Saved entries:
***

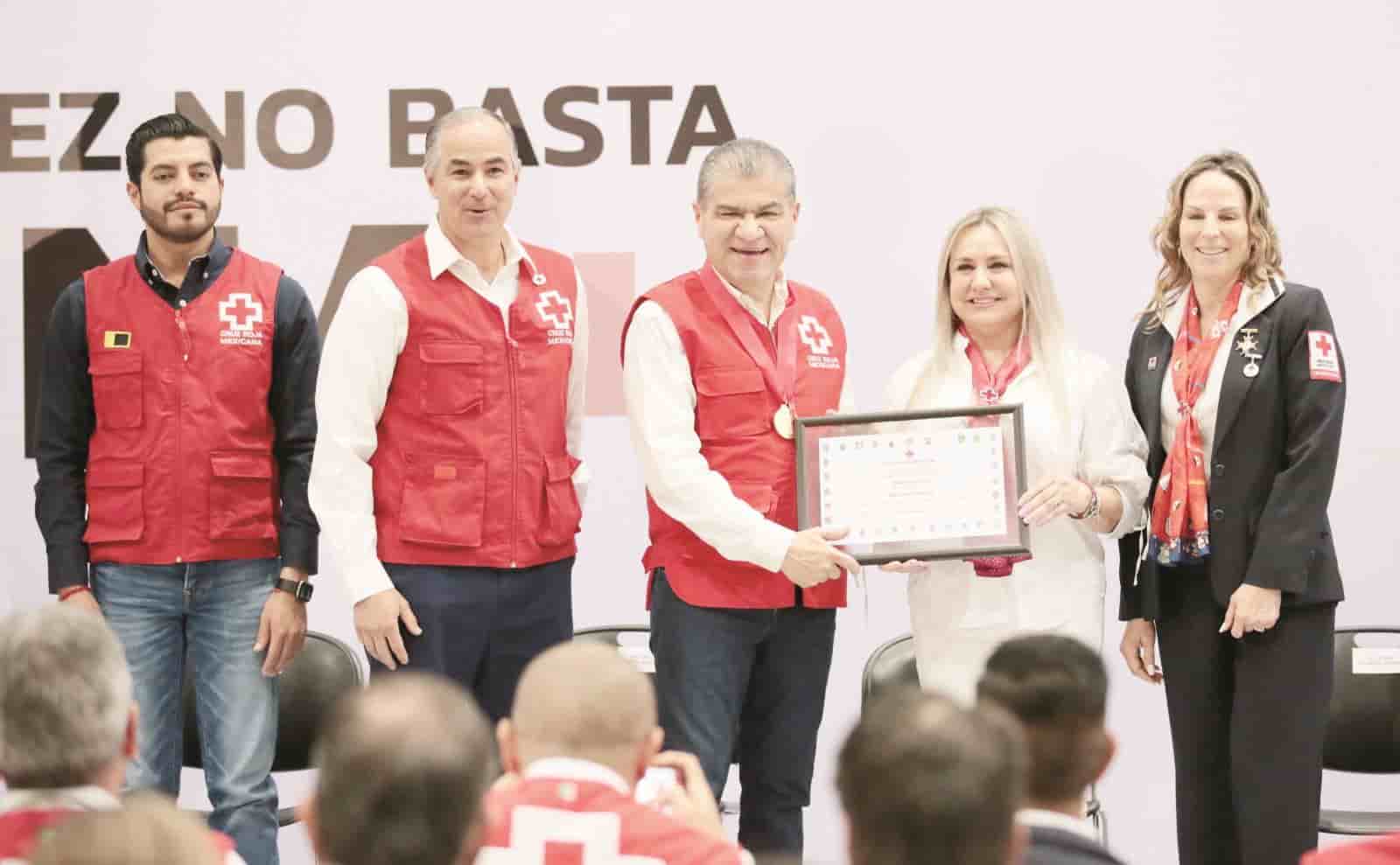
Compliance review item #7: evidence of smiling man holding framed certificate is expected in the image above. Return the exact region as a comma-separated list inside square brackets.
[623, 138, 859, 854]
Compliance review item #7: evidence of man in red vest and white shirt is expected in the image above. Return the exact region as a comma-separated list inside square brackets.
[35, 115, 320, 865]
[311, 108, 588, 721]
[476, 641, 752, 865]
[0, 603, 243, 865]
[623, 138, 858, 854]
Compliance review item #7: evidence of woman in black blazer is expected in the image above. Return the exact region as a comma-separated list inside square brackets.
[1118, 152, 1347, 865]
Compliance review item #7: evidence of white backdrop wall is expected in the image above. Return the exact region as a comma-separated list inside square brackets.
[8, 0, 1400, 863]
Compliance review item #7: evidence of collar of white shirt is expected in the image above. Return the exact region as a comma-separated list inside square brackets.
[1017, 807, 1097, 841]
[423, 215, 535, 284]
[1162, 277, 1284, 338]
[525, 757, 632, 795]
[0, 784, 122, 813]
[714, 270, 788, 331]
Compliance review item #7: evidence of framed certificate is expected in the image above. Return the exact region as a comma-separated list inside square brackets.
[796, 404, 1031, 564]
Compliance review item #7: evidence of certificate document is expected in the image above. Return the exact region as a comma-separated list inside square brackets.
[796, 404, 1029, 564]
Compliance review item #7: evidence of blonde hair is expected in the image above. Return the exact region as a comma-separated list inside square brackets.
[30, 792, 224, 865]
[1143, 150, 1284, 329]
[908, 207, 1069, 428]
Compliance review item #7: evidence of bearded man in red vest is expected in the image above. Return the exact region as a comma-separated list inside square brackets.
[623, 138, 858, 854]
[311, 108, 588, 721]
[35, 115, 320, 865]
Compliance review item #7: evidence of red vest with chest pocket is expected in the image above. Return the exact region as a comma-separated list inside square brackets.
[369, 235, 579, 569]
[623, 271, 845, 609]
[82, 249, 282, 564]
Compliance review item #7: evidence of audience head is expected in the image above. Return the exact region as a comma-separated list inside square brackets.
[836, 686, 1025, 865]
[30, 792, 227, 865]
[303, 673, 495, 865]
[497, 641, 662, 784]
[977, 634, 1115, 813]
[0, 603, 136, 792]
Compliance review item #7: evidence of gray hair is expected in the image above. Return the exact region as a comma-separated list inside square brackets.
[313, 673, 495, 865]
[423, 105, 521, 173]
[0, 603, 135, 790]
[696, 138, 796, 201]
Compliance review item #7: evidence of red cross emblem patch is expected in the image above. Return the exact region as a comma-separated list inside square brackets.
[1307, 331, 1341, 382]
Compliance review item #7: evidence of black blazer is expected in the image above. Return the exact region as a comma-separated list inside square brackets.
[1118, 280, 1347, 620]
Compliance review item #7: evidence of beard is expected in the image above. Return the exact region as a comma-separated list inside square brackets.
[142, 199, 221, 243]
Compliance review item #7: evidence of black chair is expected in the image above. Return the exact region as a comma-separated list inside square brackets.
[1318, 627, 1400, 835]
[180, 631, 364, 826]
[861, 634, 1109, 844]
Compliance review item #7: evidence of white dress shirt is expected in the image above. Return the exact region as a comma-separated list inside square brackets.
[1162, 284, 1283, 470]
[885, 334, 1148, 701]
[621, 277, 854, 571]
[310, 217, 588, 602]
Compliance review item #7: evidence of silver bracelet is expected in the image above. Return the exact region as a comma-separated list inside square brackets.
[1069, 483, 1102, 520]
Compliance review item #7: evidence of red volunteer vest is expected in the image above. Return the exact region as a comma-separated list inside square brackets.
[369, 235, 579, 569]
[478, 777, 740, 865]
[623, 271, 845, 609]
[82, 249, 282, 564]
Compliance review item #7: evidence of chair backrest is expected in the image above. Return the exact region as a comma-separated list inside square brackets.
[180, 631, 364, 771]
[1321, 627, 1400, 772]
[861, 634, 919, 711]
[574, 624, 656, 680]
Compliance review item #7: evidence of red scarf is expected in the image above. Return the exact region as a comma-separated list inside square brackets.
[1148, 282, 1244, 566]
[957, 324, 1031, 576]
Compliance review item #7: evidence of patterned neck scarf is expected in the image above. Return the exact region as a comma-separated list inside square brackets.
[1148, 282, 1244, 567]
[957, 324, 1031, 576]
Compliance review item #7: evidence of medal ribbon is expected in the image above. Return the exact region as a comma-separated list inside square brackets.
[957, 324, 1031, 576]
[1148, 282, 1244, 566]
[697, 262, 796, 408]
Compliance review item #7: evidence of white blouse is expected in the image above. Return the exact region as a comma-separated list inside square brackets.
[885, 334, 1148, 632]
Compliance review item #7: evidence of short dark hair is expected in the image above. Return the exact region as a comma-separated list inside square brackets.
[313, 673, 497, 865]
[126, 114, 224, 185]
[977, 634, 1109, 802]
[836, 686, 1026, 865]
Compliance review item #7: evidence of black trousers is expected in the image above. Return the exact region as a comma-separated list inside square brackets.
[651, 569, 836, 855]
[1158, 566, 1335, 865]
[369, 555, 574, 723]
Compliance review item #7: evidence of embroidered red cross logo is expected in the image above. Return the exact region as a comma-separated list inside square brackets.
[535, 291, 574, 331]
[219, 291, 263, 331]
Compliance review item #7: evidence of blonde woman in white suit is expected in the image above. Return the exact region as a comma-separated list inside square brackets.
[884, 207, 1148, 701]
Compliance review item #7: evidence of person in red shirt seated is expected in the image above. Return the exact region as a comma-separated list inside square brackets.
[1299, 833, 1400, 865]
[0, 604, 243, 865]
[476, 643, 752, 865]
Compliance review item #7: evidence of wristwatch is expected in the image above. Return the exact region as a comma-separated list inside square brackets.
[277, 576, 312, 603]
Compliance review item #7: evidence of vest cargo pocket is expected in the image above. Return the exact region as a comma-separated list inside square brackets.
[535, 455, 583, 548]
[208, 450, 277, 541]
[695, 366, 773, 441]
[730, 482, 779, 517]
[88, 348, 144, 429]
[399, 454, 486, 548]
[82, 459, 145, 543]
[418, 343, 486, 415]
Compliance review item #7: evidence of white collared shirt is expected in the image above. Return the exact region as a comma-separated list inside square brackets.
[621, 277, 854, 571]
[1162, 282, 1283, 470]
[310, 215, 588, 602]
[1017, 807, 1099, 842]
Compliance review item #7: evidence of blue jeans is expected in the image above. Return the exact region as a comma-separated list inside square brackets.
[93, 559, 282, 865]
[651, 569, 836, 855]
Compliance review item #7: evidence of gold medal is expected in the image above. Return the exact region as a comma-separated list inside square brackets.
[773, 403, 793, 438]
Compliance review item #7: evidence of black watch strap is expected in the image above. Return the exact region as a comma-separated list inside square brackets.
[277, 576, 312, 603]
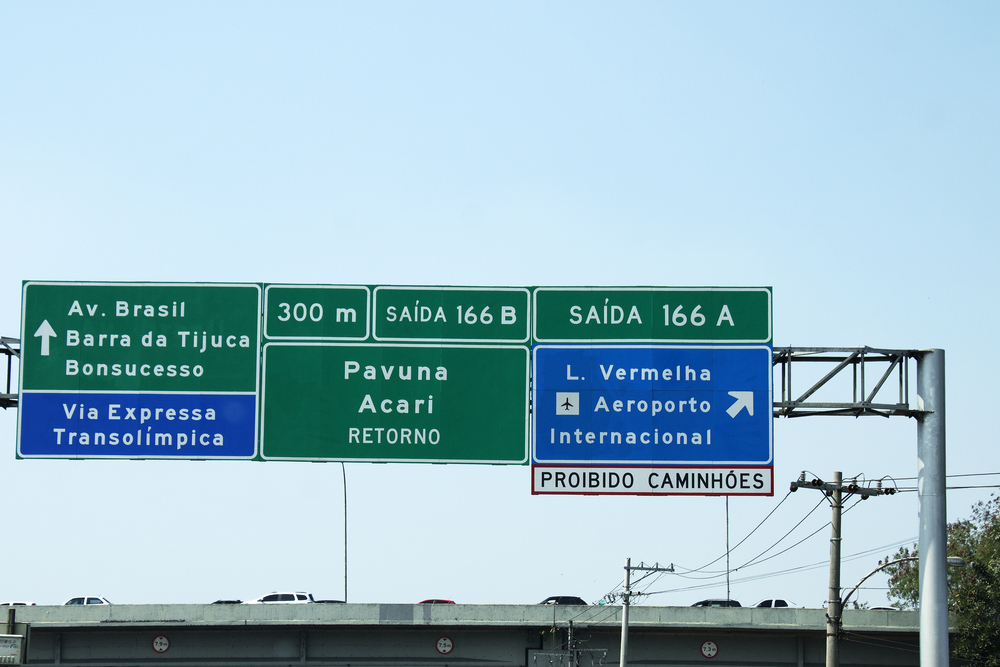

***

* _WHAT THE TASK ASKS_:
Write out every line of the entries above as a numbered list, skipping blank lines and leaving out the pictures.

* _WRITTEN SOLUTION_:
1. Compliance review item #7: evidence of smiling man holding framed certificate is expected in the image above. Return the exact region as a comma-separated list inside square brackets.
2. [623, 138, 859, 854]
3. Compliance review item #7: evidence of man in red vest and white shirt is expected in the image above. Return the exact region as a comma-separated list inside square brackets.
4. [35, 115, 320, 865]
5. [311, 108, 588, 721]
6. [476, 641, 752, 865]
7. [0, 603, 243, 865]
8. [623, 138, 858, 854]
9. Compliance review item #7: evidence of woman in black blazer is expected in the image above. Return the exact region as a comma-separated list inside square brackets.
10. [1118, 152, 1347, 865]
11. Compliance review item #7: evidence of white backdrop wall is expected in the image above. Return the exact region as a comma-separated list inside square brackets.
12. [8, 0, 1400, 863]
13. Compliance review item #7: evidence of collar of white shirt is expected in the image above. Return the exact region as a comma-separated list inside square brackets.
14. [1017, 807, 1097, 841]
15. [423, 215, 535, 284]
16. [1162, 277, 1284, 338]
17. [525, 757, 632, 795]
18. [0, 784, 122, 813]
19. [714, 270, 788, 331]
20. Compliance review item #7: evidence of framed certificate is expected in the image above. Return the exact region as a comma-separated list inside square brackets.
21. [796, 404, 1031, 564]
22. Compliance review item #7: evidence of certificate document is expected in the image above. Return the exact region as a comma-separated list inside square brackets.
23. [796, 404, 1029, 564]
24. Compliance review item #7: evidence of blonde hair is expected in the image above. Return the exact region as a comma-separated list inside square brackets.
25. [30, 792, 224, 865]
26. [1143, 150, 1284, 329]
27. [908, 207, 1069, 428]
28. Compliance review item #7: evidence of bearded man in red vest is expected in the image above. Return the exact region as a comma-separated list inside square brackets.
29. [623, 138, 858, 854]
30. [311, 108, 588, 721]
31. [35, 115, 320, 865]
32. Compliance review item #7: evidence of red vest with chest pocket is expected in the image above. Return the exact region as a comma-separated list inside square brackets.
33. [369, 235, 579, 569]
34. [623, 271, 845, 609]
35. [82, 249, 282, 564]
36. Compliance review item #7: evidence of audience head is expected in the image above. Return the exact region as a comma-separated list inside square brackets.
37. [836, 686, 1025, 865]
38. [30, 792, 227, 865]
39. [303, 673, 495, 865]
40. [497, 641, 662, 784]
41. [977, 634, 1115, 813]
42. [0, 603, 136, 792]
43. Compliance review item #7: evidence of gray hair is expected in the image above. Return the exact region as a comma-separated list inside square brackets.
44. [313, 673, 495, 865]
45. [423, 105, 521, 173]
46. [0, 603, 135, 790]
47. [696, 138, 796, 201]
48. Compliance review item #7: evidence of red cross emblem patch is expected in the image above. Return the exact region as a comma-separated list inside square brackets.
49. [1307, 331, 1341, 382]
50. Compliance review item #7: evidence of black blazer is expected in the image above. Return the exact region as a comma-separated list inside square brackets.
51. [1118, 280, 1347, 620]
52. Compliance review item #7: evidence of beard is expected in the image above. Return the exact region as a comma-separated list inside square brackets.
53. [142, 199, 221, 243]
54. Compliance review item #7: evidence of black chair is expected in the image above. Return the exact region as a comma-separated list inside square brackets.
55. [1318, 627, 1400, 835]
56. [180, 631, 364, 826]
57. [861, 634, 1109, 844]
58. Compliance review item #7: evidence of white dress shirt is expected in the image above. Return the exact region as a comma-separated list inside square brackets.
59. [1162, 284, 1283, 470]
60. [885, 334, 1148, 701]
61. [621, 277, 854, 571]
62. [310, 217, 588, 602]
63. Compliance review item #7: evidence of silver bracelet is expected in the image above. Return the exact region as a comma-separated list inside square brackets.
64. [1069, 483, 1102, 520]
65. Compliance review item #7: evidence of red volunteer vest is expected in the image above. Return the exact region as a comma-separated list inside square brackets.
66. [369, 235, 579, 569]
67. [478, 777, 740, 865]
68. [623, 271, 845, 609]
69. [82, 249, 282, 564]
70. Compliance review item #7: evidence of chair backrest is expected in the image above. Return the exact region as a comma-separated list inside square brackets.
71. [180, 631, 364, 771]
72. [1321, 627, 1400, 772]
73. [861, 634, 919, 711]
74. [574, 624, 656, 680]
75. Compliance review item #7: evidence of red scarf is expected in the image above. Return the exact region as a comma-separated list inside square brackets.
76. [1148, 282, 1244, 566]
77. [957, 324, 1031, 576]
78. Compliance review item #7: evidence of patterned neck scarf is expected in the image above. Return the exact region as a comma-separated list inside square brackets.
79. [1148, 282, 1244, 567]
80. [957, 324, 1031, 576]
81. Compliance review item #7: evidence of medal ribbon is expected in the image above. Return the exact region as a comma-separated list inside square brackets.
82. [957, 324, 1031, 576]
83. [1148, 282, 1244, 566]
84. [697, 262, 796, 408]
85. Compliance review item #7: evidence of white blouse is expected in the image above. Return the exact region as a comma-separated list inside square brackets.
86. [885, 334, 1148, 632]
87. Compliance review item #7: evidence of short dark hair is expected in the image above. Return the exact region as a comma-separated list inside square brackets.
88. [313, 673, 497, 865]
89. [126, 114, 224, 185]
90. [977, 634, 1109, 802]
91. [836, 686, 1026, 865]
92. Compliance review item #7: evidence of black trousers is expected in the image above. Return the exact region as a comma-separated list inside square brackets.
93. [651, 569, 836, 855]
94. [1158, 566, 1335, 865]
95. [369, 555, 574, 723]
96. Compliance review item #7: evidence of embroidered red cross logo is expected in the image above. Return the exact region as a comma-separated list inside square brackets.
97. [535, 291, 574, 331]
98. [219, 291, 263, 331]
99. Compliance review item #7: evidence of blonde woman in white suit is expected in the image above. Return the exact region as a comma-separated list inside square brackets.
100. [884, 207, 1148, 701]
101. Compliance review item #7: evidence of person in red shirt seated is expected in the image above. Return the exact region as a comma-separated list inside square brackets.
102. [1299, 833, 1400, 865]
103. [0, 604, 243, 865]
104. [476, 643, 752, 865]
105. Compliance review item #7: evidence of wristwatch is expected in the image above. Return the exact region as a comma-separated list inside square brackets.
106. [277, 576, 312, 603]
107. Compliance review item #7: evidence of vest cargo pocket is expected in the image above. Return the exact region as a comma-separated list inside square brackets.
108. [535, 455, 583, 548]
109. [208, 450, 277, 541]
110. [695, 366, 773, 441]
111. [730, 482, 779, 517]
112. [88, 348, 144, 429]
113. [399, 454, 486, 548]
114. [82, 459, 145, 543]
115. [418, 343, 486, 415]
116. Compliance review item #7: evidence of white collared shirt is expected in the image above. Return the exact region as a comma-separated list inside square brackets.
117. [621, 277, 854, 571]
118. [1162, 282, 1283, 470]
119. [310, 215, 588, 602]
120. [1017, 807, 1099, 842]
121. Compliance review item #7: evidence of blue jeans is expected in the image above. Return the exact region as a comma-separated list inside square brackets.
122. [93, 559, 282, 865]
123. [651, 569, 836, 855]
124. Compliance review item #7: evidence of gold medal is expected in the image above. Return the exact region as a comma-separated list inside square brackets.
125. [773, 403, 793, 438]
126. Compliance review item #7: evidence of black watch strap is expected in the image above. Return the exact region as a comma-separated list inside square brackets.
127. [277, 576, 312, 603]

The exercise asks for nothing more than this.